__To do__:
1. In the passage on the downward force on the ethical organization, what mantra expresses that force?
2. Pick up the passage on the downward force on the ethical organization from its final sentence and carry it forward.

The downward force on the ethical organization refers to the expectation that the more ethical an organization becomes, the more seductive unethical behavior becomes. This force is triggered by the belief that the better something is, the more tempting badness becomes for it. “Bad becomes more seductive” is the mantra that expresses this force. Unethical behavior becomes more attractive when an organization becomes more ethical. This force tries to pull down the ethics of an organization. Thus, whereas the upward force is about the ethics of an organization becoming better or higher, the downward force is about the ethics of an organization becoming worse or lower. Two effects that illustrate this force are the retreating-cat effect and the forbidden-fruit effect.

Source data
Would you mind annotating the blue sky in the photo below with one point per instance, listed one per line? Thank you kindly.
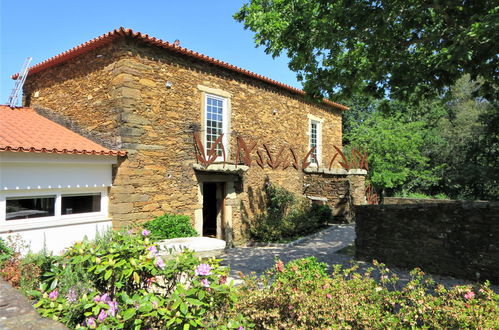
(44, 28)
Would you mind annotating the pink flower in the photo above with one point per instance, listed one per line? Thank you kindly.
(158, 262)
(152, 249)
(469, 295)
(102, 315)
(205, 283)
(53, 295)
(149, 281)
(91, 322)
(203, 270)
(279, 266)
(113, 307)
(223, 280)
(105, 298)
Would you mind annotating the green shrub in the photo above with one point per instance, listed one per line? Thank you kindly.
(5, 252)
(170, 226)
(129, 285)
(299, 295)
(286, 217)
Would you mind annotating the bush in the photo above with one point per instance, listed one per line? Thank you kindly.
(286, 217)
(121, 281)
(300, 295)
(170, 226)
(6, 252)
(13, 269)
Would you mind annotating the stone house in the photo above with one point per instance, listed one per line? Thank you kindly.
(53, 182)
(167, 106)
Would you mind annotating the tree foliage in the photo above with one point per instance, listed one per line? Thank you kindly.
(438, 146)
(396, 48)
(396, 146)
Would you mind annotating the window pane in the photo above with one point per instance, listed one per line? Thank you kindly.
(72, 204)
(30, 207)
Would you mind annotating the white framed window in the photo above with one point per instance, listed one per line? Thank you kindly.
(315, 139)
(216, 122)
(51, 207)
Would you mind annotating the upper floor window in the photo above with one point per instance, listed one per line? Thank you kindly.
(54, 204)
(315, 141)
(29, 207)
(216, 121)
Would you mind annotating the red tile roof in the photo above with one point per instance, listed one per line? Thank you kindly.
(23, 130)
(110, 36)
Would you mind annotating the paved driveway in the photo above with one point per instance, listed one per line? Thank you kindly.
(322, 246)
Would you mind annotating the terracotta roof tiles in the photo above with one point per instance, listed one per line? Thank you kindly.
(23, 130)
(110, 36)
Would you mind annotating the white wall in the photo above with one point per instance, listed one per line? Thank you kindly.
(57, 238)
(33, 174)
(41, 171)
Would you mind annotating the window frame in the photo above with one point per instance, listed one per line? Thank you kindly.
(225, 123)
(319, 122)
(58, 219)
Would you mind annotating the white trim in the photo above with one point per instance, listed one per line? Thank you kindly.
(52, 223)
(214, 91)
(319, 122)
(314, 118)
(58, 219)
(225, 122)
(32, 157)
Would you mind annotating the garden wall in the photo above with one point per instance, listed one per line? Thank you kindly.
(456, 238)
(404, 200)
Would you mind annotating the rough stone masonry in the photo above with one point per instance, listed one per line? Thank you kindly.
(117, 95)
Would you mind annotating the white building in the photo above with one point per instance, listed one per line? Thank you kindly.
(53, 182)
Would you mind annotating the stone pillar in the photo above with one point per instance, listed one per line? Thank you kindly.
(357, 189)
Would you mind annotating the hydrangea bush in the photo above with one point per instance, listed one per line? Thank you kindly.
(133, 286)
(301, 295)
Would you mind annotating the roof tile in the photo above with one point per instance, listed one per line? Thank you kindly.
(24, 130)
(110, 36)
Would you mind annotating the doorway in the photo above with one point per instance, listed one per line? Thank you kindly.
(213, 209)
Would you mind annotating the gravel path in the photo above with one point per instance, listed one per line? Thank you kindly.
(323, 246)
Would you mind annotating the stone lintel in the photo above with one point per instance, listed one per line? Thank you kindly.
(335, 171)
(222, 168)
(315, 198)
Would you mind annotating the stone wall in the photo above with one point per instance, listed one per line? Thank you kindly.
(342, 191)
(404, 200)
(457, 238)
(118, 91)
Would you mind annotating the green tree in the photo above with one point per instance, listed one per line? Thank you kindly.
(395, 48)
(396, 148)
(469, 148)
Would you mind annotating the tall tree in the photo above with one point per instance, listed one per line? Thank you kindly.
(395, 48)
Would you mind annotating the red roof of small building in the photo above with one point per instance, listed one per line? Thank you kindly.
(24, 130)
(110, 36)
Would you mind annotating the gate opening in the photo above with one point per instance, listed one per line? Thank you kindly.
(213, 205)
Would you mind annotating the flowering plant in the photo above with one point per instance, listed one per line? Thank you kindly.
(134, 285)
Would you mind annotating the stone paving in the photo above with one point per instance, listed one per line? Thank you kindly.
(17, 313)
(323, 246)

__Exercise results__:
1. "Bad becomes more seductive."

2.
The Retreating-Cat Effect

The retreating-cat effect means that the more ethical an organization becomes, the more the oversight on the ethics of the organization decreases until this situation is visibly abused by people within the organization. This effect, which is the opposite of the gold digger effect, is based on the expectation that those who surveil, supervise, and inspect an organization (the proverbial cats or watchdogs) will reduce the frequency and thoroughness of their monitoring of the organization, i.e., retreat from the organization, when the organization becomes more ethical. However, the more the cat retreats, the more the “mice” (the people within the organization) can exploit this situation and be tempted to behave unethically. For example, when the ethical level of an organization is unsatisfactory, compliance officers, controllers, and regulators increase their oversight; and when the ethical level meets their expectations, they relax their oversight until they learn about the abuse, and then they intensify their oversight. This is analogous to placing speed control cameras when and where cars drive too fast, removing them when cars keep to the speed limit, and then putting the cameras back when there are indications that cars are again driving too fast. The paradox of the retreating-cat effect is that goodness promotes badness because “good makes bad easier.” This retreating-cat effect differs from Braithwaite’s (2002) and Ozcan and Gurses’ (2018) concept of cat-and-mouse play. In their concept, the cats are the regulators, while in the retreating-cat effect, the cats can be all stakeholders that supervise the organization, like investors. Furthermore, their concept is about organizations that are trying to escape from the cat, while the retreating-cat effect starts with the idea of the cat that is leaving.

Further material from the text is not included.